» **REQUIREMENT**: Reproduce the data below in full and exclude every picture.
(DATA SHOWN)
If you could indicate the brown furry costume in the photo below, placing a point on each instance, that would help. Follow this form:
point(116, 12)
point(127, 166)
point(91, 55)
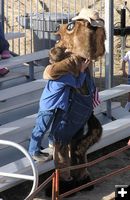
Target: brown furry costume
point(84, 41)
(End DATA SHOWN)
» **ANSWER**:
If you could indicate the brown furry costume in the photo below, placing a point on each instance, that would help. Follow this form:
point(116, 12)
point(127, 166)
point(91, 55)
Target: brown furry costume
point(84, 41)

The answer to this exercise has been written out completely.